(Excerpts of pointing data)

# # # # #

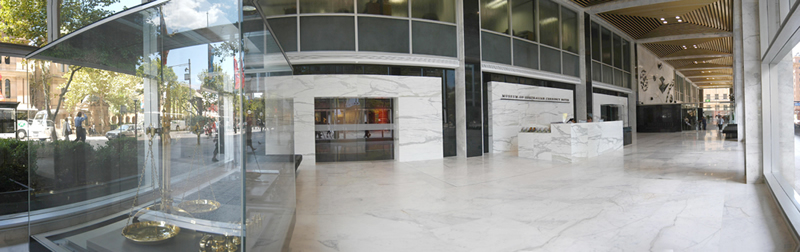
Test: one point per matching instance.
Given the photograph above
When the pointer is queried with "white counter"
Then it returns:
(572, 142)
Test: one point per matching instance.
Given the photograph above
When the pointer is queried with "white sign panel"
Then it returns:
(533, 98)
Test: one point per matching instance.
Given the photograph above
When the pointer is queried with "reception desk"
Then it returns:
(571, 142)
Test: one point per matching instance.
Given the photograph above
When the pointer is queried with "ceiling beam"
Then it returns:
(623, 4)
(699, 56)
(685, 37)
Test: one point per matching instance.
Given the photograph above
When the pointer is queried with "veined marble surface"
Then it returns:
(572, 142)
(509, 116)
(418, 109)
(667, 192)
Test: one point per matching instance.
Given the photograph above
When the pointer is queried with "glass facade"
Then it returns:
(557, 34)
(611, 56)
(170, 140)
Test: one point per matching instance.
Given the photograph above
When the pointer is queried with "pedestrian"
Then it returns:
(67, 130)
(79, 130)
(703, 122)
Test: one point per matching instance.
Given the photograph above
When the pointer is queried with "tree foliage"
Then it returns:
(25, 21)
(114, 88)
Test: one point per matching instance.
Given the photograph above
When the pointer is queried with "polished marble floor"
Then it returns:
(666, 192)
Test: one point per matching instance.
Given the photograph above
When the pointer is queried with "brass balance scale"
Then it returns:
(155, 232)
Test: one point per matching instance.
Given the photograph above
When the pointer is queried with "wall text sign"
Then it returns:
(534, 98)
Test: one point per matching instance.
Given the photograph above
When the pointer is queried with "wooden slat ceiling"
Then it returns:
(688, 34)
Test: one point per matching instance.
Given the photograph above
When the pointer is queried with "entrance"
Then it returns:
(354, 129)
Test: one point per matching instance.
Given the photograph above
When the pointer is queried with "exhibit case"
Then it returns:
(179, 148)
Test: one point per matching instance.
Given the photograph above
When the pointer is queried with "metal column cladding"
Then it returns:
(587, 36)
(472, 77)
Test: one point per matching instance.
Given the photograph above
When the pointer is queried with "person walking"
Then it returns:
(703, 122)
(79, 130)
(66, 130)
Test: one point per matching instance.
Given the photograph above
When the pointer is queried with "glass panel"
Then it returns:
(596, 42)
(286, 32)
(279, 7)
(626, 80)
(327, 34)
(496, 48)
(494, 15)
(524, 19)
(438, 10)
(526, 54)
(182, 139)
(617, 51)
(626, 55)
(571, 64)
(382, 35)
(569, 30)
(434, 39)
(552, 57)
(548, 23)
(597, 71)
(608, 75)
(353, 129)
(606, 44)
(397, 8)
(327, 6)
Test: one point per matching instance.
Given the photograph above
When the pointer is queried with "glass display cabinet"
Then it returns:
(175, 147)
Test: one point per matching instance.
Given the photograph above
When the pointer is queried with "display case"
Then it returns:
(209, 164)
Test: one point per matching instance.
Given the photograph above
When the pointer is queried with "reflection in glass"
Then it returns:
(180, 134)
(327, 34)
(279, 7)
(326, 6)
(569, 30)
(571, 66)
(382, 35)
(397, 8)
(524, 19)
(606, 45)
(437, 10)
(494, 15)
(552, 57)
(434, 39)
(496, 48)
(526, 54)
(548, 23)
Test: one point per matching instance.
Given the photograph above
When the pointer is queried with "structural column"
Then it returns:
(751, 71)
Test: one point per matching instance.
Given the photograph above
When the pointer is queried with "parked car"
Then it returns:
(126, 130)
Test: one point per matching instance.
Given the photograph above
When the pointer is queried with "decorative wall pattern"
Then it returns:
(656, 79)
(507, 117)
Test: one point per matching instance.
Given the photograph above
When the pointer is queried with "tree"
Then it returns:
(25, 21)
(114, 88)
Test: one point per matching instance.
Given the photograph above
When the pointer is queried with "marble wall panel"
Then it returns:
(752, 91)
(656, 79)
(509, 116)
(418, 115)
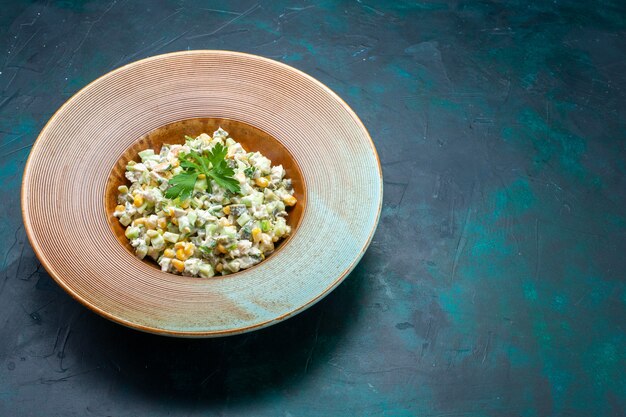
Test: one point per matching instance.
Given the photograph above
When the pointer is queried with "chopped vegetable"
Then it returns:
(206, 207)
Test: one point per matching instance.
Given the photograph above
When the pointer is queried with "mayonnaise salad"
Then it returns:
(206, 207)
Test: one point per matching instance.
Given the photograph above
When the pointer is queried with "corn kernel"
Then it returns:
(261, 182)
(138, 200)
(141, 220)
(180, 254)
(179, 265)
(256, 234)
(290, 200)
(189, 248)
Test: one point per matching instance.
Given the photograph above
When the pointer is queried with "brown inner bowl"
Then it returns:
(250, 137)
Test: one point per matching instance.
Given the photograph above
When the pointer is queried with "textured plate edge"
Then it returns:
(197, 334)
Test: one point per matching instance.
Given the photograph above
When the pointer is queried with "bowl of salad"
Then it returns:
(201, 193)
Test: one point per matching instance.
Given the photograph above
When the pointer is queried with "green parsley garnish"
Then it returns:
(213, 166)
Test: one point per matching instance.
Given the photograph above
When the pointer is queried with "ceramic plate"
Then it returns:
(273, 108)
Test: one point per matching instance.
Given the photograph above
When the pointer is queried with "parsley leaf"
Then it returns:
(222, 174)
(181, 185)
(217, 154)
(212, 166)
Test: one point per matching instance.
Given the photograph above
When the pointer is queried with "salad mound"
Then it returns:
(206, 207)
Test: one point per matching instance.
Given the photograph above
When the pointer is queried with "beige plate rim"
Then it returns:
(216, 333)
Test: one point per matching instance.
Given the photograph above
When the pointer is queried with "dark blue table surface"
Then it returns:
(495, 283)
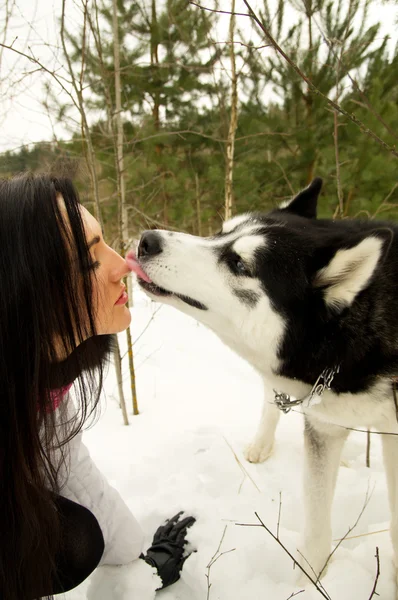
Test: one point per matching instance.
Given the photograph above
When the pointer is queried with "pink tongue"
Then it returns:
(135, 267)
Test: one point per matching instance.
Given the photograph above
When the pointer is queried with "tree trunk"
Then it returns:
(229, 167)
(121, 187)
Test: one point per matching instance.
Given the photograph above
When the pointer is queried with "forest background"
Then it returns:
(176, 107)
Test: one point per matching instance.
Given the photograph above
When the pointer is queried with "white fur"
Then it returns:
(135, 581)
(349, 272)
(247, 246)
(231, 224)
(189, 266)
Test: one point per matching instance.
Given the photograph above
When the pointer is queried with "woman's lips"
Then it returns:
(122, 298)
(135, 267)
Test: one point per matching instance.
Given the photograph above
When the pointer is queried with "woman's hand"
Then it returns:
(167, 551)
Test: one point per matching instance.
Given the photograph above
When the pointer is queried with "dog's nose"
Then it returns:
(150, 244)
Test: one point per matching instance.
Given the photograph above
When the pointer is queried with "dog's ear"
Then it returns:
(305, 203)
(351, 269)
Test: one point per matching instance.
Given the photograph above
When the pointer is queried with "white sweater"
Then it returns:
(123, 536)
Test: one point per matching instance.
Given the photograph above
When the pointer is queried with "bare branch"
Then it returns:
(316, 583)
(315, 90)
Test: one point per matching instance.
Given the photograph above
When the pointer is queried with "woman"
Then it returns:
(61, 297)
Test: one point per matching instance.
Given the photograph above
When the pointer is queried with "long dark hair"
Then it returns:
(46, 290)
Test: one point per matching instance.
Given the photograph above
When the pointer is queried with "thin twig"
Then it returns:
(244, 470)
(223, 12)
(214, 559)
(367, 499)
(315, 90)
(373, 592)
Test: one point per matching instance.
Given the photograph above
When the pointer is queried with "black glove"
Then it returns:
(166, 552)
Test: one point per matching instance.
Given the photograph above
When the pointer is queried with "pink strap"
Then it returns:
(57, 396)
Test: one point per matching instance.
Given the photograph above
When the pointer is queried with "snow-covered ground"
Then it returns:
(199, 406)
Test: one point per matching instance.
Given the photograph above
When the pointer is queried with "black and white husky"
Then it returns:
(306, 302)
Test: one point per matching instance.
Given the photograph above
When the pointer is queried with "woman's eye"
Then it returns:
(240, 267)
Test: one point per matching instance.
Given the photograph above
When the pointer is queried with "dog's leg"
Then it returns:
(322, 450)
(261, 447)
(390, 453)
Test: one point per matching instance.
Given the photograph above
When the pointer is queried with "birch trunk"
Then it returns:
(229, 167)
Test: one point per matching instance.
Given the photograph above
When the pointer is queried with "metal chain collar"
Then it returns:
(285, 403)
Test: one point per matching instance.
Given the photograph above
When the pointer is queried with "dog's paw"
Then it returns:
(256, 453)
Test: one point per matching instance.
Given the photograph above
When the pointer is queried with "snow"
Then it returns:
(199, 406)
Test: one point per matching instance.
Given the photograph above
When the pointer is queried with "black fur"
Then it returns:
(362, 338)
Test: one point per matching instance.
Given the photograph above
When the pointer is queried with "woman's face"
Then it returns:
(109, 292)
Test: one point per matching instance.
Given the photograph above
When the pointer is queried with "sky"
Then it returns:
(34, 28)
(200, 405)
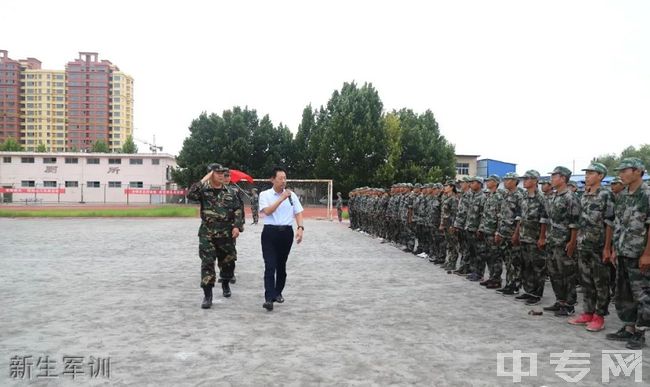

# # # # #

[Task requirements]
Count the lines in the data above that contain the string "white", matching case exactly. Reply with the number alone.

[Output for this task]
5